[Start of section]

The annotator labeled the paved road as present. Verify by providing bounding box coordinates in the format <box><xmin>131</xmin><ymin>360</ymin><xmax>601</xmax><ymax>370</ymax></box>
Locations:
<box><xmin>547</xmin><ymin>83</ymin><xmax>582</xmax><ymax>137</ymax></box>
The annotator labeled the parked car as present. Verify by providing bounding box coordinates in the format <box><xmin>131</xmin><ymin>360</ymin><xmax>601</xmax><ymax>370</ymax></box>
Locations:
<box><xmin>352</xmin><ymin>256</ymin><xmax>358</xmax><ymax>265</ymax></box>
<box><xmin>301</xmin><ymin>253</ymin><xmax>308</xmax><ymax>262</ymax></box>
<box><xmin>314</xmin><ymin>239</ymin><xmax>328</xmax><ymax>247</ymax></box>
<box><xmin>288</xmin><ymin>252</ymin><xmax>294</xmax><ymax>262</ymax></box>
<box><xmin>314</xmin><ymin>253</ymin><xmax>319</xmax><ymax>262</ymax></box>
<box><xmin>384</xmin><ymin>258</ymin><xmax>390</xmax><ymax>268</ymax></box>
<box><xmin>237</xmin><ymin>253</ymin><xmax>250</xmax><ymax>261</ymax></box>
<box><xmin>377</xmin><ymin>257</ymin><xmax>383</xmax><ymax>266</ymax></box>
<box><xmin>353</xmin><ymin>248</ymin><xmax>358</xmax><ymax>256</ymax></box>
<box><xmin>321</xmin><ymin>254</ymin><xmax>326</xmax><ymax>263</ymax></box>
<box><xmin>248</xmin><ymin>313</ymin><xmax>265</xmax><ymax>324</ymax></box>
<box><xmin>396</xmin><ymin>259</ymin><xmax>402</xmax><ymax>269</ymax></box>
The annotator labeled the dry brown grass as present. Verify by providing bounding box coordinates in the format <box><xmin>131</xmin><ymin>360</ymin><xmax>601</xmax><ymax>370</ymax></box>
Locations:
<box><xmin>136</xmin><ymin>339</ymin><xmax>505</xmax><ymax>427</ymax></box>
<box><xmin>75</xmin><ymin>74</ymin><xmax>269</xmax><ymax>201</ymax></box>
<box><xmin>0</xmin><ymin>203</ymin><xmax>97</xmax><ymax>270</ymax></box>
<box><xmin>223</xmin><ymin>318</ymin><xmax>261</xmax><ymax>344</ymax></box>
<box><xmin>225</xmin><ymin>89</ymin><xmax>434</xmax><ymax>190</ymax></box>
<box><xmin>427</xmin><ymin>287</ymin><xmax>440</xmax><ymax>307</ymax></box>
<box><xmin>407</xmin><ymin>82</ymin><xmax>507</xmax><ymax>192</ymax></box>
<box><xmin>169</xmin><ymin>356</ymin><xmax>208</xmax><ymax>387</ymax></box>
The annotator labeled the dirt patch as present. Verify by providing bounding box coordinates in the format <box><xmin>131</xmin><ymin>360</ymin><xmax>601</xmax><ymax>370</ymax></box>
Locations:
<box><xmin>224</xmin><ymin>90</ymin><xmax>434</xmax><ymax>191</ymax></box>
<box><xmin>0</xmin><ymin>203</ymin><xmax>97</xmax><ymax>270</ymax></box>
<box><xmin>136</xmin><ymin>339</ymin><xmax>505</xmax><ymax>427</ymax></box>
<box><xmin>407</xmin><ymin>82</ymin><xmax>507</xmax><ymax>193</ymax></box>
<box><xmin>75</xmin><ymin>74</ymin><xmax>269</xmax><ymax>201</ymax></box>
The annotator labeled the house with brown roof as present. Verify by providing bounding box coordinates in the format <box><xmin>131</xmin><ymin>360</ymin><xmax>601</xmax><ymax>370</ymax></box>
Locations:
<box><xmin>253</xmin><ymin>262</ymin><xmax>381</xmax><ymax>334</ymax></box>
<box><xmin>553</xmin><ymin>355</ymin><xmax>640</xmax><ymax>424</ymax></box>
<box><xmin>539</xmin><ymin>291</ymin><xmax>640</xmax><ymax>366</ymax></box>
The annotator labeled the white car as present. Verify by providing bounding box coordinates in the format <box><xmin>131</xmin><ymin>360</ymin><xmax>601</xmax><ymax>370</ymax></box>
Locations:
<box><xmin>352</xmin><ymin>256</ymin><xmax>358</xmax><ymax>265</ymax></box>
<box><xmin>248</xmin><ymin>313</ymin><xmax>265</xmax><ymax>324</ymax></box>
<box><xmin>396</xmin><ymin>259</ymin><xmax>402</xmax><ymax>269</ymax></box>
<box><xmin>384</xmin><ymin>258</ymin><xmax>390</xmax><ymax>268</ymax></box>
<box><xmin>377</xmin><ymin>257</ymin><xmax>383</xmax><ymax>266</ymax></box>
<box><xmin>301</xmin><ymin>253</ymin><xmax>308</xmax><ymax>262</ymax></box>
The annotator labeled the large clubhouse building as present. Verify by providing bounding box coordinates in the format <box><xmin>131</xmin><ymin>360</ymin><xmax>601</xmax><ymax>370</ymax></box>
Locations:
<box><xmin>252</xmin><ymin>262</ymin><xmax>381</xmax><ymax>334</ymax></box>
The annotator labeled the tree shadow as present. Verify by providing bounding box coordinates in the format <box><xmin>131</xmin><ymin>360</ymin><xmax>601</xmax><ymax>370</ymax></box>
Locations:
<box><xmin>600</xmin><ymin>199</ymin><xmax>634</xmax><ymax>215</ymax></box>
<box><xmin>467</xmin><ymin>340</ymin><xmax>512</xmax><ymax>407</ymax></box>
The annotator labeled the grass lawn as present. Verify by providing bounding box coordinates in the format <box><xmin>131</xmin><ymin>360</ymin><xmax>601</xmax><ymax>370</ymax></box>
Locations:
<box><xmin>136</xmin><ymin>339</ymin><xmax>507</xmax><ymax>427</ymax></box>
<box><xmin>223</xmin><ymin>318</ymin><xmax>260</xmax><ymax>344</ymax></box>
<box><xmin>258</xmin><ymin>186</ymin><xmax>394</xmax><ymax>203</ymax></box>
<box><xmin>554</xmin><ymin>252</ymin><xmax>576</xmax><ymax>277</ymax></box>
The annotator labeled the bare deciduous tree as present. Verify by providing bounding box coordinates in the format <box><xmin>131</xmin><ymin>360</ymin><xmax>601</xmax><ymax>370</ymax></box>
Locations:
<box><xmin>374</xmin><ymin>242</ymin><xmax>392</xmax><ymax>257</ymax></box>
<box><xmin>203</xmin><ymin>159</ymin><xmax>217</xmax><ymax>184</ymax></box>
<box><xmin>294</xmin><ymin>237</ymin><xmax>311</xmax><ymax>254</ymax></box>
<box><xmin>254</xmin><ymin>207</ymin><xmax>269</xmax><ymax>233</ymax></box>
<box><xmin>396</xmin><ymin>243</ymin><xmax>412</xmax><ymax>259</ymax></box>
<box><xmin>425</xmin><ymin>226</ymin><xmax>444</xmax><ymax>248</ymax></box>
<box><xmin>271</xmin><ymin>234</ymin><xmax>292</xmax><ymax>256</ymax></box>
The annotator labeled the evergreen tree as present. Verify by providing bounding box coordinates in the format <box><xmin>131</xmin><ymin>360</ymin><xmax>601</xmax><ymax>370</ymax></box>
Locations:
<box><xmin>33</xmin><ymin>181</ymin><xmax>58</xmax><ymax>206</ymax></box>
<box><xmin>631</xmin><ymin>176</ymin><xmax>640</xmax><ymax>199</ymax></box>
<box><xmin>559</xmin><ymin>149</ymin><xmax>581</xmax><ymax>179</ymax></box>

[End of section]

*Exercise brief*:
Note which lines carry the word "format" in the material, then copy each of them.

*Exercise result*:
The annotator labeled the paved road as present. Verify by providing bounding box coordinates in the format <box><xmin>131</xmin><ymin>360</ymin><xmax>601</xmax><ymax>370</ymax></box>
The annotator labeled the parked car as present. Verify by providing bounding box coordinates in the format <box><xmin>131</xmin><ymin>360</ymin><xmax>601</xmax><ymax>370</ymax></box>
The annotator labeled the dry brown grass as present. Verify by providing bounding box coordinates in the format <box><xmin>131</xmin><ymin>360</ymin><xmax>601</xmax><ymax>370</ymax></box>
The annotator labeled the dirt patch as present. Verify by providing bounding box coordinates in the format <box><xmin>131</xmin><ymin>360</ymin><xmax>601</xmax><ymax>370</ymax></box>
The annotator labeled the house with brown roof as present. Verify by providing bounding box coordinates in the format <box><xmin>131</xmin><ymin>360</ymin><xmax>601</xmax><ymax>370</ymax></box>
The annotator labeled the white car as present. Verify by providing bounding box coordinates in the format <box><xmin>131</xmin><ymin>360</ymin><xmax>601</xmax><ymax>370</ymax></box>
The annotator labeled the large clubhouse building as present. Verify by providing bounding box coordinates in the format <box><xmin>131</xmin><ymin>360</ymin><xmax>601</xmax><ymax>370</ymax></box>
The annotator labeled the tree shadow as present. Verify by providing bounding box coordinates in the format <box><xmin>131</xmin><ymin>360</ymin><xmax>601</xmax><ymax>370</ymax></box>
The annotator labeled the grass lawn as present. Verify by providing bounding box coordinates in the format <box><xmin>131</xmin><ymin>360</ymin><xmax>601</xmax><ymax>370</ymax></box>
The annotator labeled the bare deciduous tree as present. Verify by providing bounding box coordinates in the format <box><xmin>131</xmin><ymin>360</ymin><xmax>601</xmax><ymax>370</ymax></box>
The annotator labeled the evergreen tree as present. Verify by providing bounding box coordinates in the format <box><xmin>131</xmin><ymin>360</ymin><xmax>601</xmax><ymax>370</ymax></box>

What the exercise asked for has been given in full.